Short exercise:
Gather every line below that contains the word "wall", treating uppercase and lowercase as different.

Lines from a pointing dataset:

========

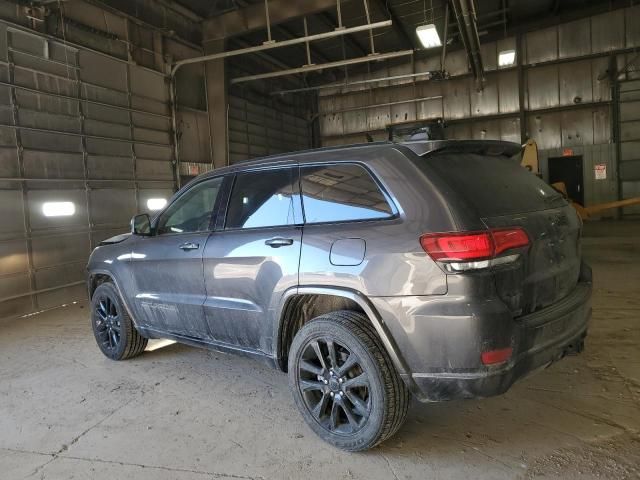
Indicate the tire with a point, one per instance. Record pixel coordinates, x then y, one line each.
360 403
113 328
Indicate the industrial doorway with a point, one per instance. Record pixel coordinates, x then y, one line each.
569 171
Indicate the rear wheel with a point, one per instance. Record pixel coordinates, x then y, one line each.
344 383
113 328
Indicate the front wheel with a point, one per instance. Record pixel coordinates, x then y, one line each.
344 382
113 328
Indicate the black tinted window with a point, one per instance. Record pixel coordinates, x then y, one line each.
339 193
263 199
192 211
493 185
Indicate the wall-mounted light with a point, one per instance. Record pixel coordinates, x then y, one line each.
155 204
58 209
428 36
506 58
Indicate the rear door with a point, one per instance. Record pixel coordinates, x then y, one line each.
504 194
253 258
167 267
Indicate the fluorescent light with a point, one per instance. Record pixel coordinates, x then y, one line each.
428 36
506 58
155 204
58 209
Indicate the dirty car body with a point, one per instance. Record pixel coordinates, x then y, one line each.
468 267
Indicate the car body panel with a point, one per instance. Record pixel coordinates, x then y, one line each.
245 279
168 283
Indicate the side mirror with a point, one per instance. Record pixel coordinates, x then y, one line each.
141 225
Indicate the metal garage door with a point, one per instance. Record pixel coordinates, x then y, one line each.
75 126
629 141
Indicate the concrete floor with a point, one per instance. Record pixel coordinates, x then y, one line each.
183 413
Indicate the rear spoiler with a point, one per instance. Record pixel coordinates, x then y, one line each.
494 148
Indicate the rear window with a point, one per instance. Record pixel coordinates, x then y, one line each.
494 185
341 193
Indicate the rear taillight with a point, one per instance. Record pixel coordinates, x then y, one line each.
496 357
458 252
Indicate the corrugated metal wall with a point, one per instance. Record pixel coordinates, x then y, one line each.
76 126
629 143
595 190
566 100
261 126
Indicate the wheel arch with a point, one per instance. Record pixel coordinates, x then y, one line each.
98 277
296 301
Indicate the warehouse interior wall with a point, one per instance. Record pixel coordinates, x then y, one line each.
86 121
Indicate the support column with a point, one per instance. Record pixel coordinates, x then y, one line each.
217 103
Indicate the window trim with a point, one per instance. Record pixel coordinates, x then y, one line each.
212 218
394 208
224 211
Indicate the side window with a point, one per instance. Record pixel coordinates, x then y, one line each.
192 211
263 199
340 193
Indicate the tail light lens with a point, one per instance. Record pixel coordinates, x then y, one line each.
474 250
495 357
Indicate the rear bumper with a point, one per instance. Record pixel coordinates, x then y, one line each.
443 351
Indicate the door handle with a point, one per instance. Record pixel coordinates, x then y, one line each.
279 242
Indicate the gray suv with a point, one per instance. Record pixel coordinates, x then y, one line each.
369 273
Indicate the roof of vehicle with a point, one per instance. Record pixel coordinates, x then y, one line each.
421 147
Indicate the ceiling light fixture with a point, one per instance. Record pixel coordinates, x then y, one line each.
58 209
506 58
428 36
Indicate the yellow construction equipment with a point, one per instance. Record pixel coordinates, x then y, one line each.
530 162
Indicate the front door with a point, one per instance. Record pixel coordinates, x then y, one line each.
167 267
250 263
569 171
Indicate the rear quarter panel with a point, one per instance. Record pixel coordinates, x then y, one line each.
394 263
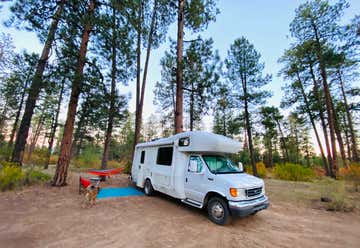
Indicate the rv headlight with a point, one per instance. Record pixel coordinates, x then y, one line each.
235 192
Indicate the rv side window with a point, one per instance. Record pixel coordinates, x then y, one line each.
142 157
184 141
164 156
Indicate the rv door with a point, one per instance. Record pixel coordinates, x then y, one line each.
140 168
194 179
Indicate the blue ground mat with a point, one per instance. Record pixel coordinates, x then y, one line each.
118 192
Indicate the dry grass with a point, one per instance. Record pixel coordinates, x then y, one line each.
308 194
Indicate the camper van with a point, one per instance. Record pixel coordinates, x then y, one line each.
194 167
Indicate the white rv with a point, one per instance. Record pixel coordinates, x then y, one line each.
193 167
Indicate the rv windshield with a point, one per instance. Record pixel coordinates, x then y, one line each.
220 164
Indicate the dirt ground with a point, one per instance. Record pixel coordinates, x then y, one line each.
42 216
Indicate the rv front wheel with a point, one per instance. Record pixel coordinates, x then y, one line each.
148 189
218 211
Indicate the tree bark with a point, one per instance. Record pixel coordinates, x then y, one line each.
192 106
338 135
17 117
36 136
65 150
322 120
54 125
179 70
112 109
138 122
35 88
355 155
282 139
312 120
328 101
248 127
138 78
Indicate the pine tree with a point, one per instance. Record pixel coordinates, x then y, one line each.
244 71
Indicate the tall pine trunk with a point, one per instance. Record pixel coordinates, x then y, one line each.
138 78
338 135
312 120
35 88
54 124
138 122
36 136
322 120
355 156
179 69
282 139
112 109
65 150
248 128
328 101
18 112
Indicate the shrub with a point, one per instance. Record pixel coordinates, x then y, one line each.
11 177
38 157
293 172
260 167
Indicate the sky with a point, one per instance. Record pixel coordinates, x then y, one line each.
264 23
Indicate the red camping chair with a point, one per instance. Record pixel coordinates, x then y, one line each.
84 183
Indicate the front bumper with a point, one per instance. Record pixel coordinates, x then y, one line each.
244 208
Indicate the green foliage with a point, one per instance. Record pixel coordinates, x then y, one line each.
5 151
200 74
89 157
260 167
11 177
293 172
38 157
35 176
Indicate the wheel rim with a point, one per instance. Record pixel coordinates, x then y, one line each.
217 211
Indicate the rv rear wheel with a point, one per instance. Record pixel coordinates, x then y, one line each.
218 211
148 189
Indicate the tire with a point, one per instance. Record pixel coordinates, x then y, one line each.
148 189
218 211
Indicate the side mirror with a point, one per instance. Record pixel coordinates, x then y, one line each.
241 167
193 166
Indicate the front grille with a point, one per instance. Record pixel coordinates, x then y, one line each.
253 192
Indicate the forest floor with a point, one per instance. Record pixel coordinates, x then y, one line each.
43 216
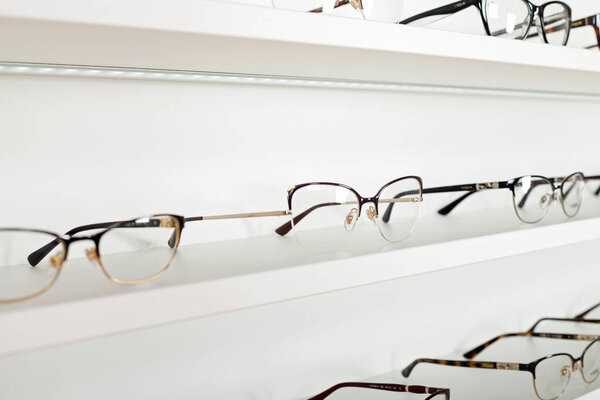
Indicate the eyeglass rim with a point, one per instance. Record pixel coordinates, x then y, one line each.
558 185
179 221
62 242
361 200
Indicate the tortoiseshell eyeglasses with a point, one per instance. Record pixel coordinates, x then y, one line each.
532 194
433 393
551 374
139 250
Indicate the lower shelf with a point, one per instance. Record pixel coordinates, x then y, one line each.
264 271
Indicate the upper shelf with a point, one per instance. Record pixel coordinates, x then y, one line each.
196 35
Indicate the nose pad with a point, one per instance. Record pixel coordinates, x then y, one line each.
371 213
57 259
92 254
546 200
357 4
351 219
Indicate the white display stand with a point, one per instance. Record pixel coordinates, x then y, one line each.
243 313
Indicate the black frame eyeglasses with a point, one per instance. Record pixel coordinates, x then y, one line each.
433 393
139 250
551 374
548 17
532 194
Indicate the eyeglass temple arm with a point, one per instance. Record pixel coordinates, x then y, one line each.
530 334
38 255
582 315
548 20
390 387
173 239
338 4
506 366
448 9
538 322
470 188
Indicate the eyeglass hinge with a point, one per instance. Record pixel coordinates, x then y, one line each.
487 185
508 366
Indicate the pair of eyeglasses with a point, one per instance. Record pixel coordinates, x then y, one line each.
532 194
139 250
594 22
551 374
512 19
434 393
372 10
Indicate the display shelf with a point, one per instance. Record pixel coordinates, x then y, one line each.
232 38
208 279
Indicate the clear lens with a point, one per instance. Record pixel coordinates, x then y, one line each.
139 250
18 279
552 376
591 362
324 215
374 10
399 208
532 197
556 23
507 18
572 194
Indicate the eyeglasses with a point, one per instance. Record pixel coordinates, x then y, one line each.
28 269
532 194
323 214
512 19
434 393
136 251
373 10
551 374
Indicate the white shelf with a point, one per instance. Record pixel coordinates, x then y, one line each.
209 279
223 37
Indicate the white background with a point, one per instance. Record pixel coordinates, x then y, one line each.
81 150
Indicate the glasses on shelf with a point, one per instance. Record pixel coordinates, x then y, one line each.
136 251
551 374
532 194
433 393
31 260
511 19
373 10
324 214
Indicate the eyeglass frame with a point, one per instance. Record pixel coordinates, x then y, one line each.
576 364
533 10
287 227
93 254
472 188
390 387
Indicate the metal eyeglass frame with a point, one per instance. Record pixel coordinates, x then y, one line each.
389 387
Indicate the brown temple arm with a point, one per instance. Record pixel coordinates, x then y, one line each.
505 366
173 238
338 4
390 387
479 349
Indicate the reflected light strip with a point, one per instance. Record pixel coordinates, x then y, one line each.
197 76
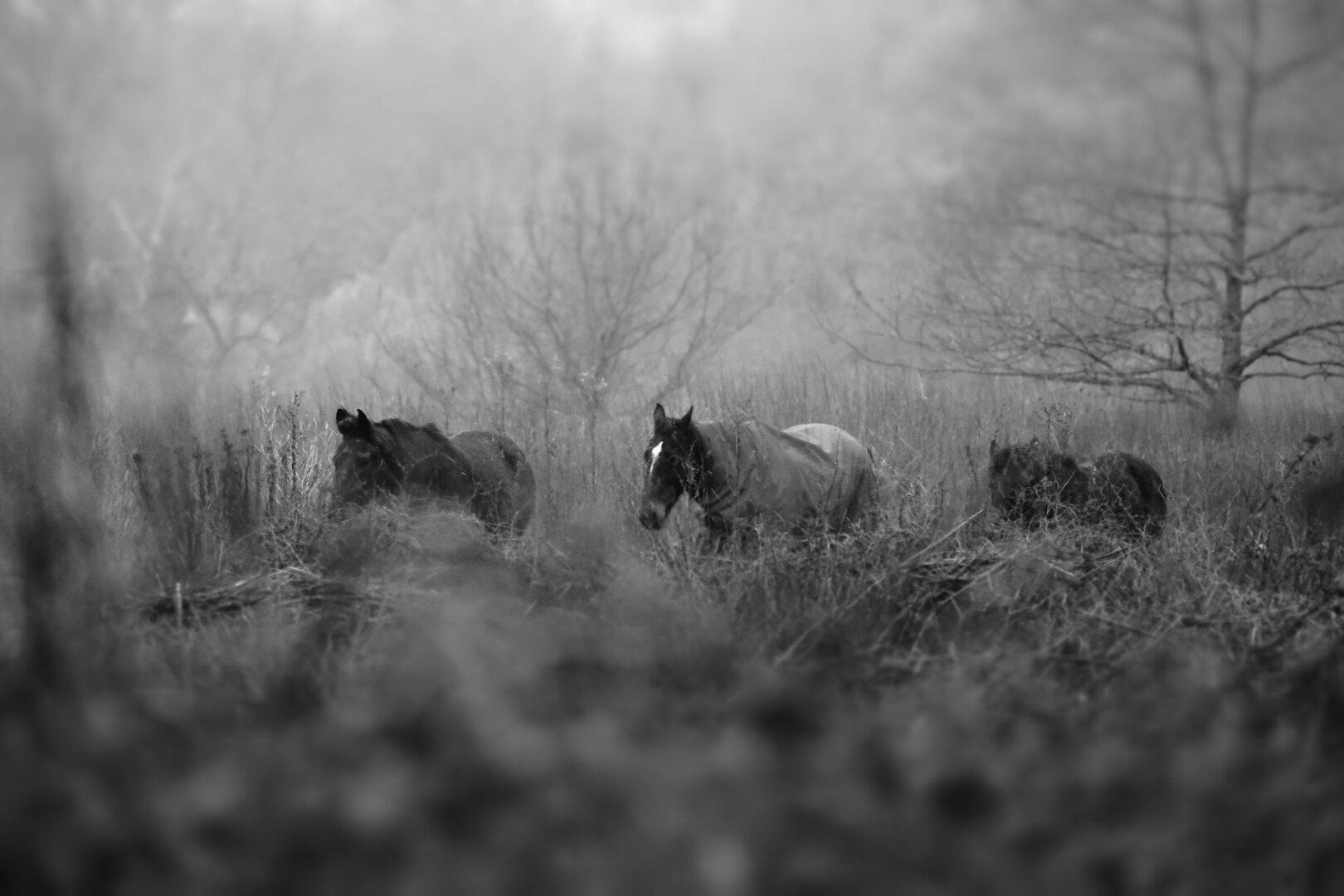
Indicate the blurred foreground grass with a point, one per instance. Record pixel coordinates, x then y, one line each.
283 700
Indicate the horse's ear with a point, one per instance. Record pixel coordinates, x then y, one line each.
363 426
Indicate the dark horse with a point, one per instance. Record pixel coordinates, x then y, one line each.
746 472
485 470
1032 485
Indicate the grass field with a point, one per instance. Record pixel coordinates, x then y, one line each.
251 694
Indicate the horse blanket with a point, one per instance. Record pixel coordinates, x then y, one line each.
810 472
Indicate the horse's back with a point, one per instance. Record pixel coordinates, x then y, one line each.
505 486
813 470
1129 486
851 490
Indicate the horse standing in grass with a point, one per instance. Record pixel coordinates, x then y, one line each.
746 472
485 470
1032 485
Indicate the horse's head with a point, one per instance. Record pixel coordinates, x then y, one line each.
366 462
672 465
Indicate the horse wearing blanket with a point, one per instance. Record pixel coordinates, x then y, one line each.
743 473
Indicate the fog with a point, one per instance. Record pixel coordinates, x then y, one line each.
329 192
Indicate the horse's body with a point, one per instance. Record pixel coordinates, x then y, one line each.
485 470
750 472
1034 485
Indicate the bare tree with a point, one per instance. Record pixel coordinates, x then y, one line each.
600 288
1209 260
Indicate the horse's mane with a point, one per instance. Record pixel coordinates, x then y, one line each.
402 430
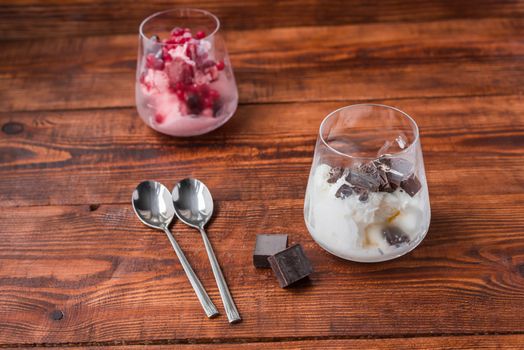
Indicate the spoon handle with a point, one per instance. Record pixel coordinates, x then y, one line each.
205 301
231 309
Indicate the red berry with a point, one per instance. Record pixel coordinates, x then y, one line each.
214 94
208 102
159 118
200 35
177 31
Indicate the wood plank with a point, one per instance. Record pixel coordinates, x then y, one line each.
376 61
98 157
477 342
35 19
116 280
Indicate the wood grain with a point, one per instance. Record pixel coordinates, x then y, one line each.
470 145
29 19
77 269
115 279
358 62
477 342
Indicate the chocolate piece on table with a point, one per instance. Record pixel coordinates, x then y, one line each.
267 245
395 236
290 265
335 174
411 185
344 191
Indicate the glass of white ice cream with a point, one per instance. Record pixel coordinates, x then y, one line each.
367 198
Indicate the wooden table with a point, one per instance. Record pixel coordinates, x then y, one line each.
77 269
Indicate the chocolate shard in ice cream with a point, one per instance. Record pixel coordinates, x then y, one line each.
344 191
395 236
396 169
335 174
366 176
411 185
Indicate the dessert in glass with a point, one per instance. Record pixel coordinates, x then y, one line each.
367 198
184 83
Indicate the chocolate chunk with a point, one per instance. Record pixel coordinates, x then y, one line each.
290 265
411 185
267 245
344 191
335 174
366 176
395 236
362 193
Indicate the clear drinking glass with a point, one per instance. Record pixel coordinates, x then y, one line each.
184 82
367 198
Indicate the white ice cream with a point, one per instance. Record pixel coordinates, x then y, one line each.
353 229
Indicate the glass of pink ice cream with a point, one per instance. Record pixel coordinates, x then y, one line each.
184 84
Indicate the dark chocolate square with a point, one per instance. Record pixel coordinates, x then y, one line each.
267 245
290 265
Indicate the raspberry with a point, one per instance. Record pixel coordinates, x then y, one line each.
159 118
221 65
177 31
194 103
200 35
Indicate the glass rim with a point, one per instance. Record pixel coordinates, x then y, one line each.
178 9
404 114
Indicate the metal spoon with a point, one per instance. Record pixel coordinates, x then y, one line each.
194 207
153 206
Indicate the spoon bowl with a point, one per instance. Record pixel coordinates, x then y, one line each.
193 203
153 205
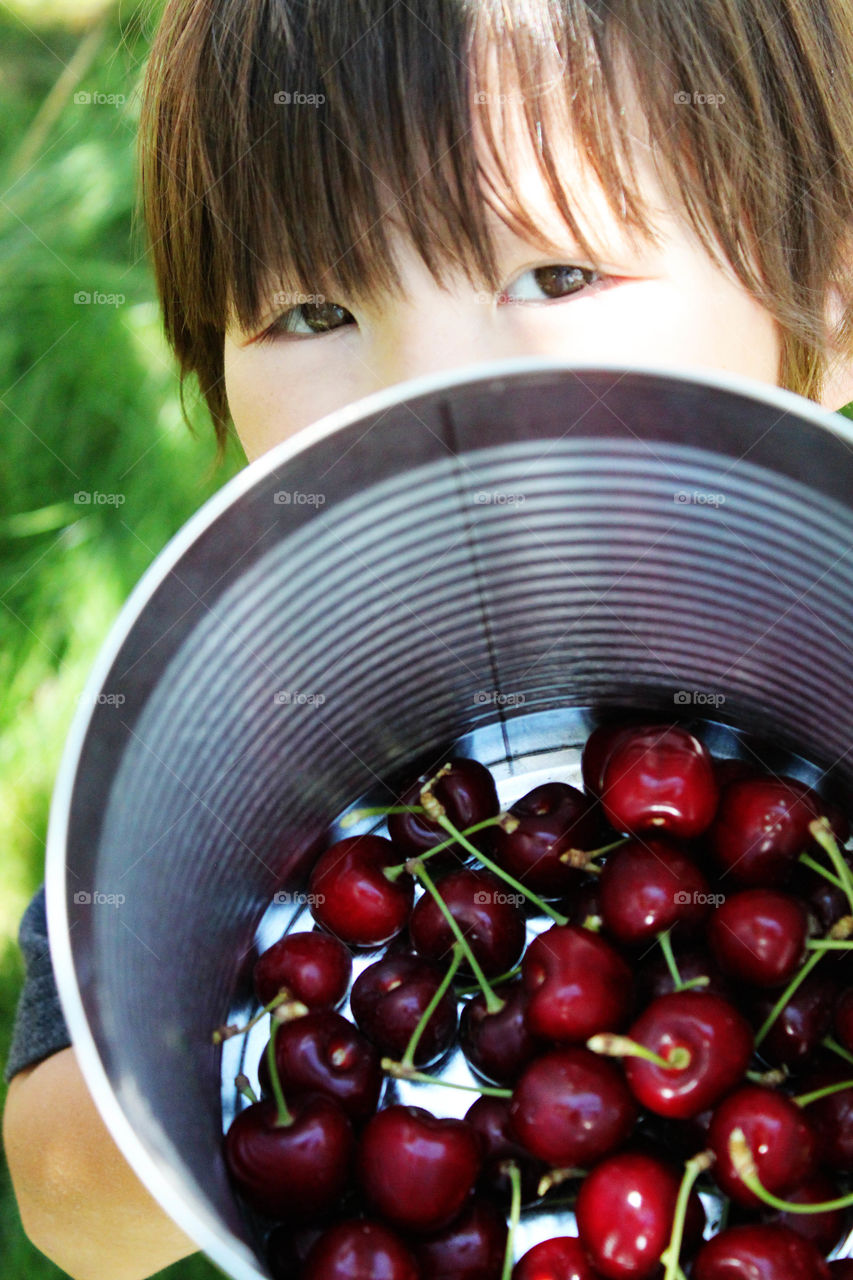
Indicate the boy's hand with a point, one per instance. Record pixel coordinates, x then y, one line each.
80 1201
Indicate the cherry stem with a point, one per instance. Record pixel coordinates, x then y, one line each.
822 833
496 982
281 999
744 1168
401 1072
620 1046
511 1170
671 1255
807 860
493 1002
787 995
407 1060
283 1118
828 1042
498 871
243 1088
803 1100
392 873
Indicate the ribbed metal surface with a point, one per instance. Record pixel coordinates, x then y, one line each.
507 551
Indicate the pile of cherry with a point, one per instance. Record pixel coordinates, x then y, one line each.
684 1024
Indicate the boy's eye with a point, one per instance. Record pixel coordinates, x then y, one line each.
550 282
309 318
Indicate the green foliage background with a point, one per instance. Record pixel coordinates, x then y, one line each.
87 403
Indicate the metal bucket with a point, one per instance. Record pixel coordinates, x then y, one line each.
487 557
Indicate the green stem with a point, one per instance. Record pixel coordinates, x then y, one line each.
822 833
744 1168
498 871
804 1100
405 1073
515 1216
828 1042
493 1002
284 1116
407 1060
785 996
807 860
673 1252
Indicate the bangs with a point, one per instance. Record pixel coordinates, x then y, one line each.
322 132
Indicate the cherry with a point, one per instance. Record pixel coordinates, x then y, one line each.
801 1024
707 1041
491 1118
760 830
360 1249
660 778
760 1252
571 1107
314 968
576 984
464 789
487 913
843 1019
557 1258
778 1134
323 1052
498 1046
416 1170
551 819
822 1229
388 1000
354 899
649 886
470 1248
760 936
291 1170
625 1210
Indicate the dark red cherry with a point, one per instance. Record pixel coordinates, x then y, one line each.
571 1107
360 1249
352 897
324 1052
388 1000
486 909
822 1229
803 1022
660 778
551 819
418 1170
463 787
314 968
625 1210
557 1258
291 1171
649 886
760 831
712 1038
491 1118
758 936
576 984
470 1248
778 1134
498 1046
760 1252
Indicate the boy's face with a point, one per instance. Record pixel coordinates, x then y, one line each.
652 305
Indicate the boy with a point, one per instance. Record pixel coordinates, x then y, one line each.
346 193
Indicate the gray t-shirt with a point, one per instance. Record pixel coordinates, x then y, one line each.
40 1027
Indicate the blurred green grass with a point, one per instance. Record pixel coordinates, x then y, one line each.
89 405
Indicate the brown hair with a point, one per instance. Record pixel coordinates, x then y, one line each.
748 105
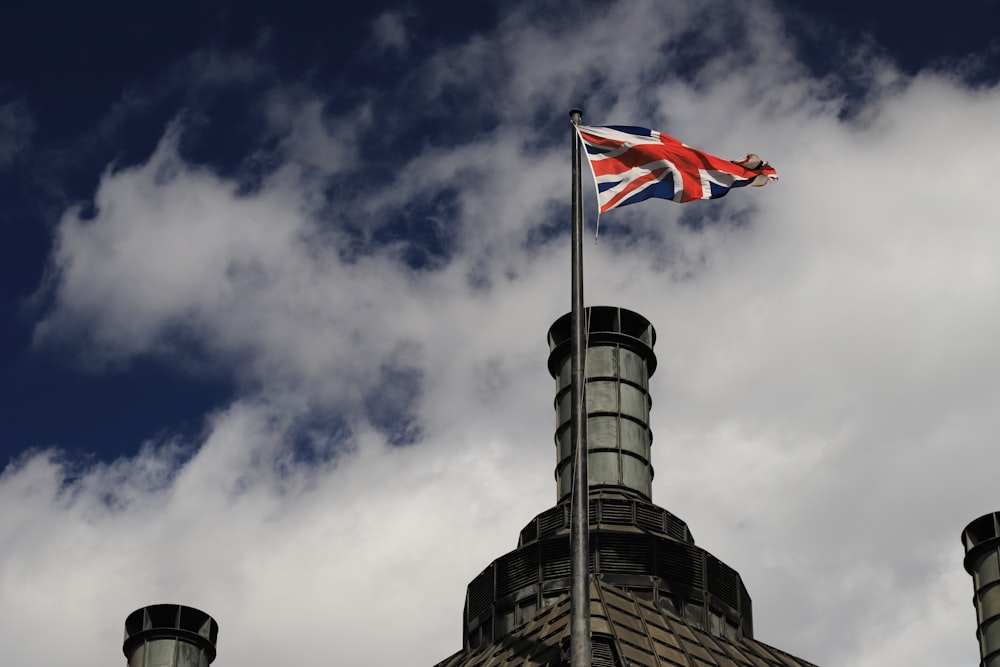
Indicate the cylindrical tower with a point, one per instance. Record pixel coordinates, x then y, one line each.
619 362
981 540
169 635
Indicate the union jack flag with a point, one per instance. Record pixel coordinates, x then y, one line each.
631 164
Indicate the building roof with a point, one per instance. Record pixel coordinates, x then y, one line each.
627 631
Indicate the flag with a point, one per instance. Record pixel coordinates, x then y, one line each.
631 164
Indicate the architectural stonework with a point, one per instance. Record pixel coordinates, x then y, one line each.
656 597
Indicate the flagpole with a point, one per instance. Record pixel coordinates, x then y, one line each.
579 633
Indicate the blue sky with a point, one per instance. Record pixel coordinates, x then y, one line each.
277 282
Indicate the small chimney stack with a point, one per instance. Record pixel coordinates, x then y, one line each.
169 635
981 540
619 362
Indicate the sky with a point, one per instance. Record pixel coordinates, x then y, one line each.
277 279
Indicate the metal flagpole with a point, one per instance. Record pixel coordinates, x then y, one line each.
579 629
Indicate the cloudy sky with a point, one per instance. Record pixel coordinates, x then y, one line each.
276 283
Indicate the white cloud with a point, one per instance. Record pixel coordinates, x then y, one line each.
823 408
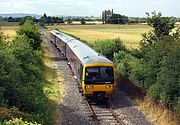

========

Full output:
Indicate the wall-mounted light with a point, one per instance. Record pixel coordinates, x then y, one line each.
Indicate the corrugated metal wall with a point, one per instance. Record pixel coordinates, x then y, one line each.
Indicate the warehouse interior wall with a point, one per instance. Record pixel coordinates, x then y, one line each.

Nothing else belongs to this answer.